# Task brief:
An exact copy of the data is required; the images should not appear in it.

# Records:
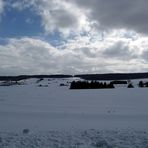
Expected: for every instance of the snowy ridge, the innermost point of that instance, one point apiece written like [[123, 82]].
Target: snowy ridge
[[76, 139], [57, 117]]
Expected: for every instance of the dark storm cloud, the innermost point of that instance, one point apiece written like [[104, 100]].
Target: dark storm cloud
[[114, 14]]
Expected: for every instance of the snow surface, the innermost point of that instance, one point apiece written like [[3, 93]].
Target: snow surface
[[59, 117]]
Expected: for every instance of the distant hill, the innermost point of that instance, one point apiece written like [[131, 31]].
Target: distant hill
[[113, 76], [22, 77]]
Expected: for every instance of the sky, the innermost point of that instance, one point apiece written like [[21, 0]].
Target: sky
[[73, 36]]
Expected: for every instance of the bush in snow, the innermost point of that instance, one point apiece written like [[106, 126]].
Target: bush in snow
[[130, 86], [26, 131]]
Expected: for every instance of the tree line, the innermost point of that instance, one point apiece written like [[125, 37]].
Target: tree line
[[90, 85]]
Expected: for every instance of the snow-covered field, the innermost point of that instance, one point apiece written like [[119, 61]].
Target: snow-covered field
[[58, 117]]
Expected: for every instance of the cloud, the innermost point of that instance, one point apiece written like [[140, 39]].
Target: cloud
[[1, 6], [99, 36], [35, 56], [118, 14], [119, 50]]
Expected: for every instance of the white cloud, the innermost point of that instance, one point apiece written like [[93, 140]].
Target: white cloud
[[35, 56], [117, 48], [1, 6]]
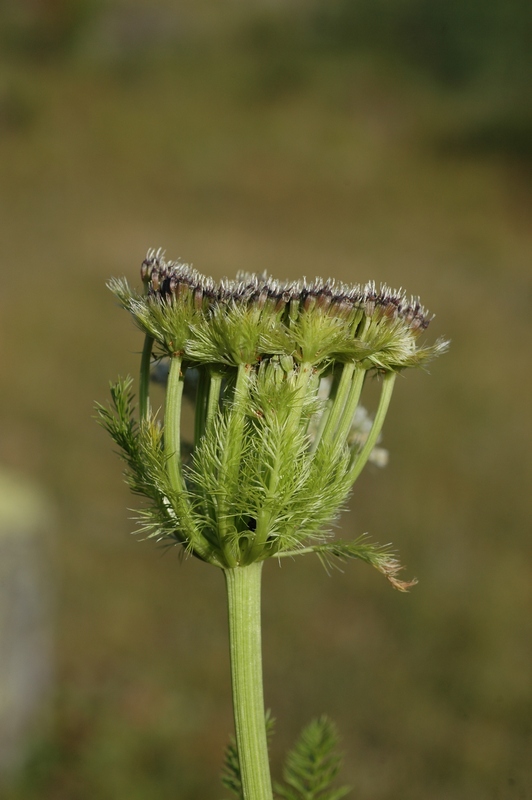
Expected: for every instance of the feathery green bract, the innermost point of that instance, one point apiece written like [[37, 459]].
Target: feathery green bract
[[312, 765], [281, 367]]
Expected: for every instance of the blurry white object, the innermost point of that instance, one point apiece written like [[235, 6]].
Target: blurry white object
[[25, 636]]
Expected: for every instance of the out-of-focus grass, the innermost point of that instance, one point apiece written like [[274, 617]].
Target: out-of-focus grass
[[316, 165]]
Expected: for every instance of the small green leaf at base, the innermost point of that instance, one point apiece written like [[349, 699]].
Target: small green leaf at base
[[312, 765]]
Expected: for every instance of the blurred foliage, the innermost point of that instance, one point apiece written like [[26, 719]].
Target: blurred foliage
[[246, 143]]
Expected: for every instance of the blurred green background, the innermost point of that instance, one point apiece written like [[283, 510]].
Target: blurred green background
[[359, 139]]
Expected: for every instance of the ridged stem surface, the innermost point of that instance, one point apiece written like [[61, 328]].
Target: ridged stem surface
[[243, 603]]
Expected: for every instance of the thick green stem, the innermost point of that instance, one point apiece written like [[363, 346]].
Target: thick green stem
[[360, 458], [201, 404], [230, 461], [346, 420], [172, 423], [243, 603], [214, 398], [337, 405], [144, 383]]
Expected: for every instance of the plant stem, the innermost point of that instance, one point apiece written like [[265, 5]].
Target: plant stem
[[359, 459], [144, 384], [243, 604]]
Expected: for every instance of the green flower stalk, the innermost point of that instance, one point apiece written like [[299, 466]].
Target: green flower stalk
[[279, 434]]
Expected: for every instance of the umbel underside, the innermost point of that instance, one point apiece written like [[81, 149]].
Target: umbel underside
[[279, 370]]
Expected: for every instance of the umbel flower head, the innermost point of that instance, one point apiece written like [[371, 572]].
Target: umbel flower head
[[278, 370]]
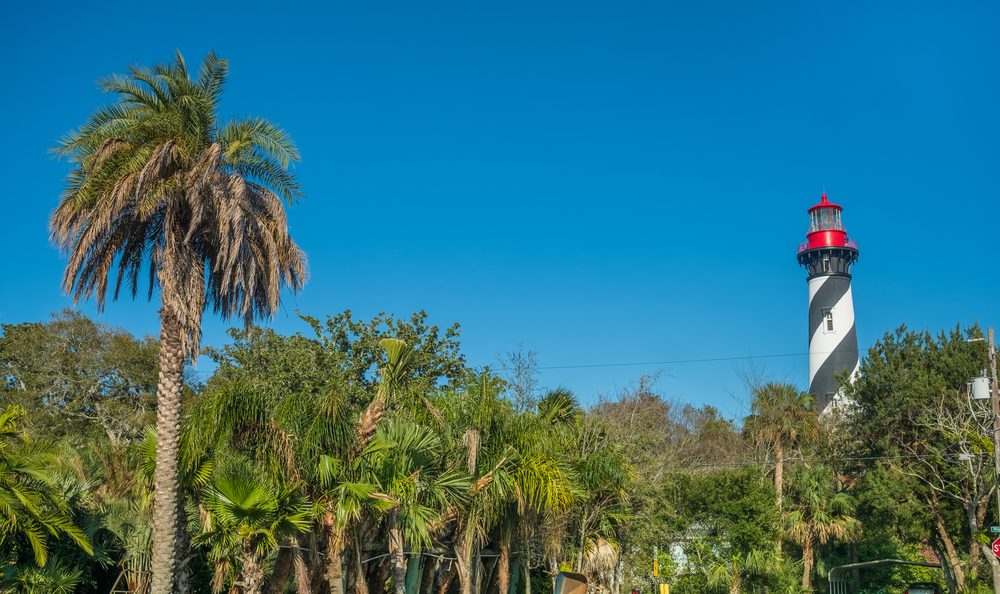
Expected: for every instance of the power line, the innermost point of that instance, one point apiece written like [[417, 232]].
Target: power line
[[680, 361]]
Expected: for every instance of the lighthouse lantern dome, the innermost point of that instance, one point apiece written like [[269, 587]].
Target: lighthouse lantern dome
[[825, 226], [825, 216]]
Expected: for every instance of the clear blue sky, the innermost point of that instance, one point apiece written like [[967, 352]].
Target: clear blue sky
[[608, 182]]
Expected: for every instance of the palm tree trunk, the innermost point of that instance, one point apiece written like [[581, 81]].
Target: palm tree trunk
[[447, 578], [396, 557], [503, 566], [282, 568], [168, 429], [334, 562], [427, 579], [807, 560], [252, 574], [779, 470], [303, 574], [356, 583], [463, 553], [414, 572]]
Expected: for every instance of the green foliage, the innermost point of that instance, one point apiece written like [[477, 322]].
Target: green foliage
[[740, 515], [32, 509], [74, 375]]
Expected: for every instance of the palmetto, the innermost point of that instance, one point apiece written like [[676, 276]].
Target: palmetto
[[820, 514], [161, 187], [248, 520], [31, 509], [408, 462]]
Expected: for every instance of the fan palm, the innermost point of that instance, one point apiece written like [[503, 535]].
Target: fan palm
[[247, 522], [30, 508], [408, 462], [159, 182], [514, 475], [732, 573], [820, 514], [782, 417]]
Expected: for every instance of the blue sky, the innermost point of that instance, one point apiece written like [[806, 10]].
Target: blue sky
[[616, 182]]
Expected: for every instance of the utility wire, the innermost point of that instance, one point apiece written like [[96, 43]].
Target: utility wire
[[679, 361]]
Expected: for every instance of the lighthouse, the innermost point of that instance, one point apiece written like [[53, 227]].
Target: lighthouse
[[827, 255]]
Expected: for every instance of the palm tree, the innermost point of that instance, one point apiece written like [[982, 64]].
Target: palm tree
[[514, 474], [732, 573], [781, 417], [247, 521], [819, 515], [31, 509], [408, 463], [159, 182]]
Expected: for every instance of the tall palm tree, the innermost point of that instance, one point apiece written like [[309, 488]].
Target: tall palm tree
[[159, 182], [820, 514], [247, 521], [31, 509], [408, 463], [781, 417]]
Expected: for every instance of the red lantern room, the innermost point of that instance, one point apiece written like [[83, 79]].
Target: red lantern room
[[825, 226], [827, 249]]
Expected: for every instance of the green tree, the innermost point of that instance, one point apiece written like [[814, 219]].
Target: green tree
[[247, 521], [160, 183], [72, 374], [781, 418], [912, 419], [819, 514], [31, 509]]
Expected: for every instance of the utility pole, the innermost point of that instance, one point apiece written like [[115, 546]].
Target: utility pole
[[995, 402]]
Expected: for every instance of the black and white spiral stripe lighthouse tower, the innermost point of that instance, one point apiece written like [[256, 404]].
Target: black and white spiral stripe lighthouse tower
[[828, 255]]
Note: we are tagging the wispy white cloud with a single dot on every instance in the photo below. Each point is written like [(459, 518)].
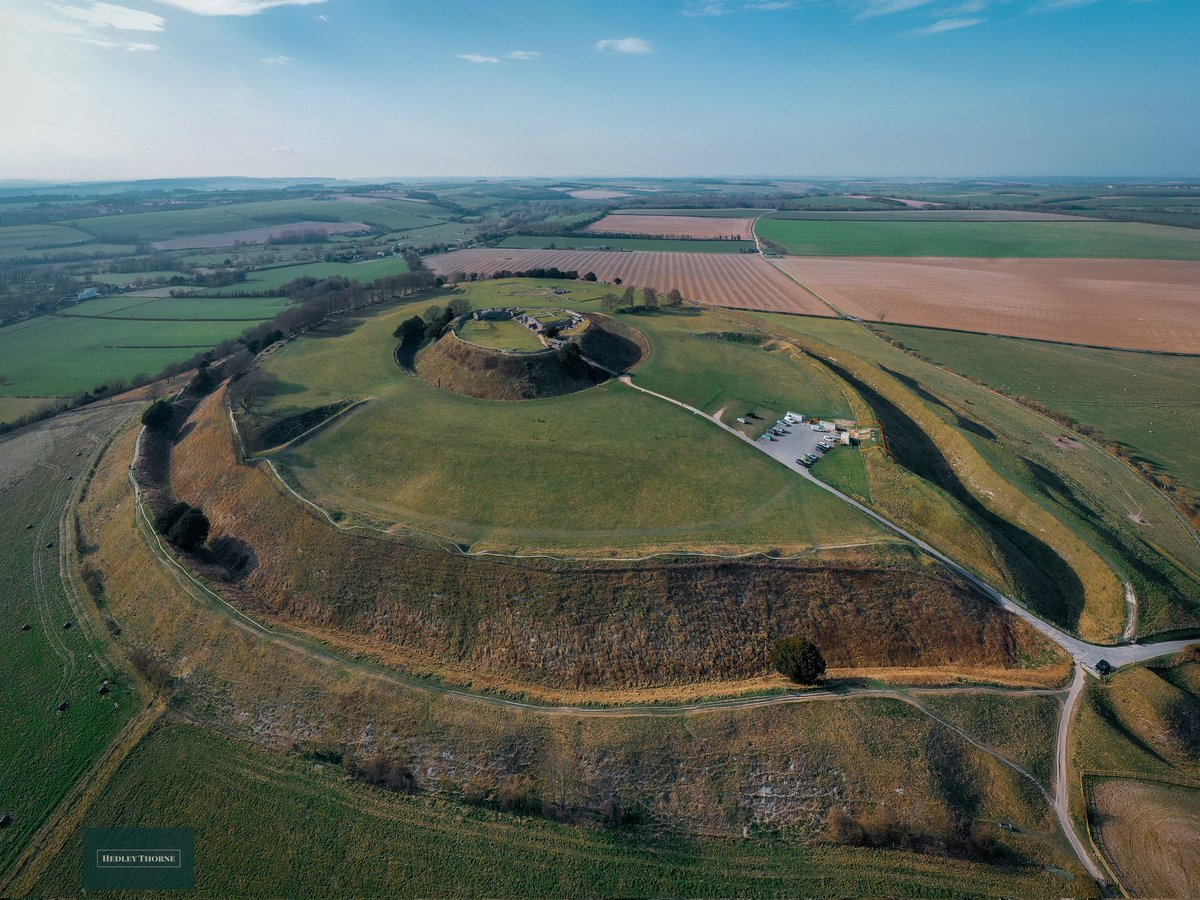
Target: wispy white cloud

# Your solution:
Expected: for every instance of the snowy ridge, the innermost point of that instance, one point apiece written like [[123, 82]].
Target: snowy ridge
[[76, 139], [57, 117]]
Expected: for every instance of the dark storm cloud, the innermost point of that instance, one point apiece written like [[104, 100]].
Target: dark storm cloud
[[114, 14]]
Expected: for every instance of the snow surface, the innermost point of that instance, one point apiece written like [[3, 93]].
Target: snow surface
[[59, 117]]
Expected: for every instance of the distant hill, the innermost point of that instance, one point apiece written like [[131, 31]].
Target: distant hill
[[113, 76], [22, 77]]
Expected: for every instance of the sky, the innermost point of that instance, one point apiece written like [[21, 0]].
Target: sky
[[73, 36]]
Expected: for every instance of the bush in snow, the innermost point of that instance, one point apiece written like [[106, 126]].
Target: bush in snow
[[130, 86], [26, 131]]
Expected: for every instance of the tree line, the innermost point of that instance, one point apiece written like [[125, 37]].
Target: tree line
[[90, 85]]
Expected: for every instance of the snow-covered field, the innermost point of that instance, one point apiece written like [[119, 61]].
Target: snow-covered field
[[58, 117]]
Expected: for every instance of the cloud, the innermost point of that instance, one point apiece written like [[140, 39]].
Target: cloud
[[1, 6], [99, 36], [35, 56], [118, 14], [119, 50]]
Expected: for every instance of the white cloud, the innermost point of that instance, one point apiece written like [[93, 140]].
Target: white cloud
[[35, 56], [117, 48], [1, 6]]
Expected: for every instance of the feathery green bract, the innermost point of that instance, one point apiece written like [[37, 459]].
Target: feathery green bract
[[312, 765], [281, 367]]
Expected: for every instance of the blurry white object, the innermost point of that instance, one point apiece written like [[235, 6]].
Target: blurry white object
[[25, 636]]
Expected: for every instance of the out-of-focus grass, the innermost point of that instance, one point apiece written like [[274, 617]].
Target: out-of-focus grass
[[316, 165]]
Expected: for every instance of the small green leaf at base, the innermost point of that instance, one point apiece written like [[349, 699]].
Target: small green leaf at base
[[312, 765]]
Expected: for every instance of the blurred foliage, the innermost point of that instance, one point apiece written like [[26, 719]].
Target: blurred foliage
[[246, 143]]
Expected: for every instance of the blurred green background, the innermost point of that instance, one point apiece written like [[283, 510]].
Target: blurred green background
[[359, 139]]
Expected: for every instance of the ridged stem surface, the innermost point of that instance, one point apiece written like [[61, 328]].
Target: ridged stem surface
[[243, 603]]
Expected: for every instance of the thick green stem, the innermost point of that instance, one point apiece written like [[363, 346]].
Target: thick green stem
[[360, 458], [201, 404], [230, 461], [346, 420], [172, 423], [243, 603], [214, 398], [337, 405], [144, 383]]
Expected: for every instance of the plant stem, the innermost point of that instance, one point apiece written like [[265, 5]].
Target: plant stem
[[359, 459], [144, 384], [243, 604]]
Expected: for every instance of the green flower stalk, the innermost point of that instance, one point apiece written like [[299, 466]].
Target: green flower stalk
[[279, 434]]
Expected: for every instance of the umbel underside, the innermost point of that instance, one point apiece written like [[81, 149]].
Target: umbel underside
[[279, 370]]
Expected: for every instance of the umbel flower head, the innermost point of that instance, one point apiece written like [[371, 572]].
Target: umbel flower head
[[278, 370]]
Expected: for every instance of the power line, the innermost point of that instance, one point apiece written like [[417, 232]].
Target: power line
[[680, 361]]
Expected: for every instance of the lighthouse lantern dome, the innermost point of that instance, one point apiece written like [[269, 587]].
Target: lighthouse lantern dome
[[825, 226], [825, 216]]
Expected: for every instance of the clear blue sky, the innermost point of that instance, one point apiece written like [[967, 352]].
Target: clear blue sky
[[608, 182]]
Expected: for every instance of the palm tree trunk, the innermost point of that instance, one point apiece written like [[581, 81]].
Target: palm tree trunk
[[447, 578], [396, 557], [503, 566], [282, 568], [168, 429], [334, 562], [427, 579], [807, 560], [252, 574], [779, 470], [303, 574], [356, 583], [463, 553], [414, 572]]
Expected: for every instance of the green foliage, the innermost point of that instance, one point apiece written like [[477, 322]].
Target: green foliage
[[740, 515], [32, 509], [74, 375]]
Expected: for every instance of the palmetto, the innermost point of that instance, one point apiece written like [[676, 276]].
Target: palmetto
[[820, 514], [161, 187], [248, 520], [31, 509], [408, 462]]
Expected: for every instance of the fan palm, the innermost point of that instance, one point apiece written like [[503, 535]].
Target: fan palm
[[247, 522], [30, 508], [408, 462], [159, 182], [514, 475], [732, 573], [820, 514], [782, 417]]
Expected: for every instance of the blue sky, the innermost point of that instance, one point apiece written like [[806, 10]].
Target: blue sky
[[616, 182]]
Expected: for every instance of the utility wire, the innermost point of that instance, one point apiece written like [[96, 43]].
Target: utility wire
[[679, 361]]
Expected: for every instance of the lighthouse, the innermost point of that instance, one point apiece written like [[53, 227]].
Target: lighthouse
[[827, 255]]
Expected: for every instance of the palm tree, the innermost point of that instance, one point apiece written like [[982, 64]].
Target: palm tree
[[514, 474], [732, 573], [781, 417], [247, 521], [819, 515], [31, 509], [408, 463], [159, 182]]
Expected: for every instance of the tall palm tree, the innermost point of that instance, one point apiece written like [[309, 488]].
Target: tall palm tree
[[159, 182], [820, 514], [247, 521], [31, 509], [408, 463], [781, 417]]
Expected: for every instance of the red lantern room, the innermost point of that instance, one point apiece written like [[83, 79]].
Target: red lantern room
[[825, 226], [827, 249]]
Expected: for every instance of the green tree, the innermost point of that instance, one point apiece written like [[814, 219]].
Target: green tree
[[247, 521], [160, 183], [72, 374], [781, 418], [912, 419], [819, 514], [31, 509]]
Expected: for every instance of the utility pole, the innermost point of that instance, one point apiece written like [[115, 546]].
Target: utility pole
[[995, 402]]
Expected: for every instance of the black and white spiral stripe lighthouse tower, the innermost point of that instance, one point apiece written like [[256, 404]].
Target: black and white spiral stripe lighthouse tower
[[828, 255]]
Note: we are tagging the wispy white cloud with a single dot on every instance in the photo below. Each point is written like [(459, 518)].
Target: wispy white cloud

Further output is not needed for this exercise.